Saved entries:
━━━━━━━━

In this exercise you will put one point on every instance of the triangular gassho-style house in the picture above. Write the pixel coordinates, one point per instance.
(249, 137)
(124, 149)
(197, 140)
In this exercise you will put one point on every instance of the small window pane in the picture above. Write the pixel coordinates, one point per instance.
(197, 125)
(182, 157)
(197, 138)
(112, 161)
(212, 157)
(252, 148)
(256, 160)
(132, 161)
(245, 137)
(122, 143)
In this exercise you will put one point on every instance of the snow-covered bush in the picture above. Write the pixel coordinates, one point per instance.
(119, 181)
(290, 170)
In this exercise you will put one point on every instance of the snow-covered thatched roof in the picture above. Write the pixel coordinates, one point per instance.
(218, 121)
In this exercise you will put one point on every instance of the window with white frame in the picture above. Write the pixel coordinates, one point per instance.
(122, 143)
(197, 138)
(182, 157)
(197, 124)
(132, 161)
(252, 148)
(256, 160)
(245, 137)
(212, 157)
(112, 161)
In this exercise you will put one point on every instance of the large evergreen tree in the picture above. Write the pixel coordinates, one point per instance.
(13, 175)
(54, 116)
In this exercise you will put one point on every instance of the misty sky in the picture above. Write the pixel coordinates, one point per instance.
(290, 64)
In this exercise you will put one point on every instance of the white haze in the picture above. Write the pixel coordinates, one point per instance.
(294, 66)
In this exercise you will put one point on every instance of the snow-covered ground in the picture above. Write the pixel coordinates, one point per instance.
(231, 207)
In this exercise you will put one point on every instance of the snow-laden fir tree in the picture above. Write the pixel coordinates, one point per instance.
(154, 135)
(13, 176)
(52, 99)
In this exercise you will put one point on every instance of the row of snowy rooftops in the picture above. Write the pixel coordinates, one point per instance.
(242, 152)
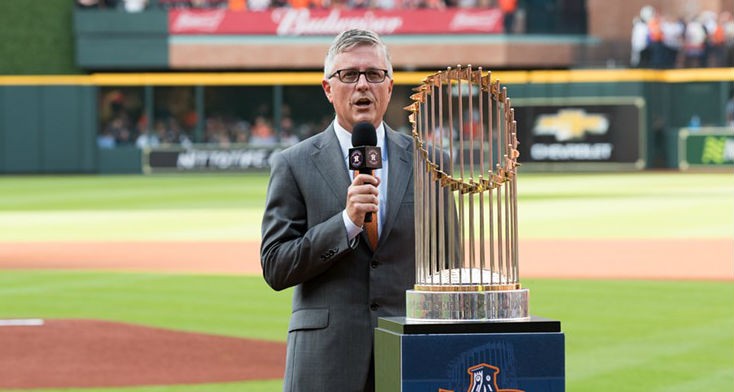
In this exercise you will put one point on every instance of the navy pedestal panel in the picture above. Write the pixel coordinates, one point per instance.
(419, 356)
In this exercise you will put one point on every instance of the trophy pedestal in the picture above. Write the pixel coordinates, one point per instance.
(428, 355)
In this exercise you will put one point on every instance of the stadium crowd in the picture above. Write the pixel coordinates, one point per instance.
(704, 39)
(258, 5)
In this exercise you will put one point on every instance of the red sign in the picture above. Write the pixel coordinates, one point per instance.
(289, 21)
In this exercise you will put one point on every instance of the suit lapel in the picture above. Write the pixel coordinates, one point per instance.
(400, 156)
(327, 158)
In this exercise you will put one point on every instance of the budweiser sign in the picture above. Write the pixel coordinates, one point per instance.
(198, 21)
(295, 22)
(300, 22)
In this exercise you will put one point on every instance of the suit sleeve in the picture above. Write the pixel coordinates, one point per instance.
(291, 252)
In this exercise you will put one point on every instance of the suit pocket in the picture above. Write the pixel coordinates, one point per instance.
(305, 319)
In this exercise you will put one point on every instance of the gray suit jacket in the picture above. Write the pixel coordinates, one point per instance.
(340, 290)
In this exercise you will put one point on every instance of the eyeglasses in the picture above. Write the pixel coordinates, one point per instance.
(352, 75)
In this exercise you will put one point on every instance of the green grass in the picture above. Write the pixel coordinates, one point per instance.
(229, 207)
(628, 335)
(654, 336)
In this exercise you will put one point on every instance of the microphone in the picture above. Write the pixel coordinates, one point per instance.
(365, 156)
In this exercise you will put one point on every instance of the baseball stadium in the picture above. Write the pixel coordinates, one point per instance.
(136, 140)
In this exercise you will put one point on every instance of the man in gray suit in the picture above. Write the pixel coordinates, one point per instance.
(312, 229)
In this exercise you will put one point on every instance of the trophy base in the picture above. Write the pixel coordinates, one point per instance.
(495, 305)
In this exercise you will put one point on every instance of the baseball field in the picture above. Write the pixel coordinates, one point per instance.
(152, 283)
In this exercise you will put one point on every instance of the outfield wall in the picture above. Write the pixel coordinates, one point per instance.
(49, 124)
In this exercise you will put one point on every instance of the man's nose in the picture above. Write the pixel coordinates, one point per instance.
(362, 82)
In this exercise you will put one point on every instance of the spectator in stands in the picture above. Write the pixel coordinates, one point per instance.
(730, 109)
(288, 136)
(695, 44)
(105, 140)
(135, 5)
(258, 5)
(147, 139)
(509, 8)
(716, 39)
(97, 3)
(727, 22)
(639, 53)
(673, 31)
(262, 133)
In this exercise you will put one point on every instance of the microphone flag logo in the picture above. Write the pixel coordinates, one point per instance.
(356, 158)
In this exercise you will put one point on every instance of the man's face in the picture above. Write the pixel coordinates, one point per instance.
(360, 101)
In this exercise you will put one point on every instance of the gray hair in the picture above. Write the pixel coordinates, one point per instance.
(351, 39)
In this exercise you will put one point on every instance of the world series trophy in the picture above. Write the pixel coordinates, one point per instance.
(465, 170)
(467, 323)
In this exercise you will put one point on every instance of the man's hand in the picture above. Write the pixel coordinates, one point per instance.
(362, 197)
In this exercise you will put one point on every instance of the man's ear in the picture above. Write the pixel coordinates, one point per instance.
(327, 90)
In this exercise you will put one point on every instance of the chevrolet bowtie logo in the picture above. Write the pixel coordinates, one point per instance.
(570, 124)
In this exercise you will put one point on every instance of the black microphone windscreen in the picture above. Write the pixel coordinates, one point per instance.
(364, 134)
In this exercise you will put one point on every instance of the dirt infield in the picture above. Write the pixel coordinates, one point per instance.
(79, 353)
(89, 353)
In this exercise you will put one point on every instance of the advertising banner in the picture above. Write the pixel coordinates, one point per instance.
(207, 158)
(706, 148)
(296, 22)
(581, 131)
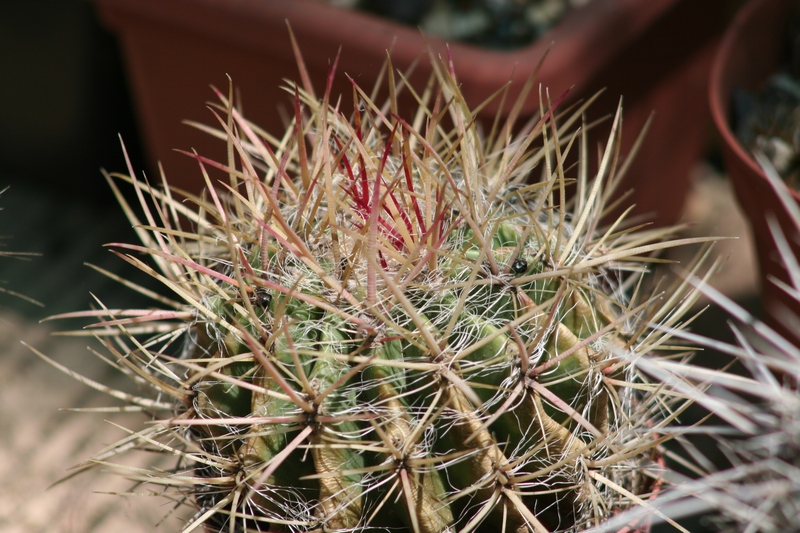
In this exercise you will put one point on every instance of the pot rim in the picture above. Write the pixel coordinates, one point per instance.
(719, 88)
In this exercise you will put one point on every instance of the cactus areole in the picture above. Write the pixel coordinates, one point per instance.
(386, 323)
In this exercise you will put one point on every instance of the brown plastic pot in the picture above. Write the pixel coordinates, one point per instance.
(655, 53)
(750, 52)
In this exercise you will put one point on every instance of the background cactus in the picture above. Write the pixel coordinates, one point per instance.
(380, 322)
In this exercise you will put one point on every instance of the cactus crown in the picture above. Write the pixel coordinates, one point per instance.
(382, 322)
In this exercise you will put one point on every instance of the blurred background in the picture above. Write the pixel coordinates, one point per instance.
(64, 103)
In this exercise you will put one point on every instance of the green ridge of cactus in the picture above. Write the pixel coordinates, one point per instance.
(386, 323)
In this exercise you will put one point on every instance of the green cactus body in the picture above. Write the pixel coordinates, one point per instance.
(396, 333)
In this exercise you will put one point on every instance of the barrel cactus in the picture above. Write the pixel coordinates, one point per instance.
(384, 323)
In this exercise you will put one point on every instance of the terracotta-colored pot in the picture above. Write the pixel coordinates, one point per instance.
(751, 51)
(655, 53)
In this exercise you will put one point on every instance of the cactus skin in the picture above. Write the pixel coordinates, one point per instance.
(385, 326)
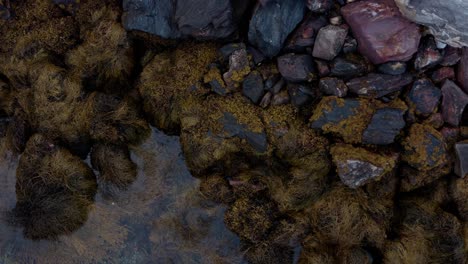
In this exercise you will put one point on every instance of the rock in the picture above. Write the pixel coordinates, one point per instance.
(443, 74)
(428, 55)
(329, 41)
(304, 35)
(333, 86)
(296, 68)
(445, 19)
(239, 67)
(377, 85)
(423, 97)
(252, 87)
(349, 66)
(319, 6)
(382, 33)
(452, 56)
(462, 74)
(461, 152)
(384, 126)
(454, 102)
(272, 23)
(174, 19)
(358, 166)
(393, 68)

━━━━━━━━

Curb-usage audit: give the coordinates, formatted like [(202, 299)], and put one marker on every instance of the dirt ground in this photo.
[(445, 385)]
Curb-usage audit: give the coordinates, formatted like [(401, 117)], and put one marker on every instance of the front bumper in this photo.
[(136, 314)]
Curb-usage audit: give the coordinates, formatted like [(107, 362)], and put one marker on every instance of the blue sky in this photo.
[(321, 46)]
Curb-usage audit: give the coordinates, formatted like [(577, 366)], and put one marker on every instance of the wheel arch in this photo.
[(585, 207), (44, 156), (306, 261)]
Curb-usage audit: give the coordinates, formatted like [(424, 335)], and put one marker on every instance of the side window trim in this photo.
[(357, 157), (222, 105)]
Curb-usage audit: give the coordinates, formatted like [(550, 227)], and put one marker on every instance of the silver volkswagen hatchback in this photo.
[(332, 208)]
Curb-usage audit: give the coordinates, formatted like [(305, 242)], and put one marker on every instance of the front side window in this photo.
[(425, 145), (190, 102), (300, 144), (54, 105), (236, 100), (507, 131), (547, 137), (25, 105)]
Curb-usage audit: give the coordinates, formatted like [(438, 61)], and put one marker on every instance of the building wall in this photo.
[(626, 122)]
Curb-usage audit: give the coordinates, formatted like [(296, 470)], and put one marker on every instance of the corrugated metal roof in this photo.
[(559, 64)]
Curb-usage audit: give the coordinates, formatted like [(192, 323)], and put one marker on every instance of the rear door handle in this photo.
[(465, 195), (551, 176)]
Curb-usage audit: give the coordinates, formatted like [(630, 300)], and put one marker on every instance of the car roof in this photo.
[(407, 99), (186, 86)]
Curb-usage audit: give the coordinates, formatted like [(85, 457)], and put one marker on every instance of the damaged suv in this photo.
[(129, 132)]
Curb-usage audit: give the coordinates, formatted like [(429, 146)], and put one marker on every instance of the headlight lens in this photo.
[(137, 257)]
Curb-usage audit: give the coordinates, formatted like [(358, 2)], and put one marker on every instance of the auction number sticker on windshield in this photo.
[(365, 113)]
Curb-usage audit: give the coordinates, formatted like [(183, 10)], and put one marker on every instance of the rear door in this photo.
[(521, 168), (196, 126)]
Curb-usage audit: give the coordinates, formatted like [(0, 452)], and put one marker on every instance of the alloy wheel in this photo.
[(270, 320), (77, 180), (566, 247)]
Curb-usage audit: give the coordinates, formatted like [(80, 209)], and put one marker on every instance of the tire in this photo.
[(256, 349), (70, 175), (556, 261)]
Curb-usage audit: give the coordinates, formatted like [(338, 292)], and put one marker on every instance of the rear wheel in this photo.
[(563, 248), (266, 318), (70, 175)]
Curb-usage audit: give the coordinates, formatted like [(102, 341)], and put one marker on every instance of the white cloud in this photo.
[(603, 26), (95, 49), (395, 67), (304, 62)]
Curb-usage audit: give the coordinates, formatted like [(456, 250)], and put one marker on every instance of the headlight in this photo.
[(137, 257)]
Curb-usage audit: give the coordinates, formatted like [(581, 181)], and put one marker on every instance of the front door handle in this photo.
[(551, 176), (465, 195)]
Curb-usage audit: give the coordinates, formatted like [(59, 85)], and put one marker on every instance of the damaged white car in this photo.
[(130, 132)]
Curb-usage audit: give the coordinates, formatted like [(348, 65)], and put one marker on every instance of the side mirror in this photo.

━━━━━━━━

With the line that has "front door handle in this photo." as the first and the line that has "mirror in this photo." as the last, repeat exactly that run of lines above and no more.

- Response to this task
Curb-usage audit: give the coordinates, formatted like [(581, 181)], and put one marker on every instance of the front door handle in this photo.
[(551, 176), (465, 195)]
Curb-usage audit: give the coordinates, formatted like [(59, 85)], and put one marker on every instance of the damaged white car in this photo.
[(130, 132)]
Curb-usage audit: give the coordinates, formatted like [(348, 65)], and put one marker on every instance of the side mirror in this photo.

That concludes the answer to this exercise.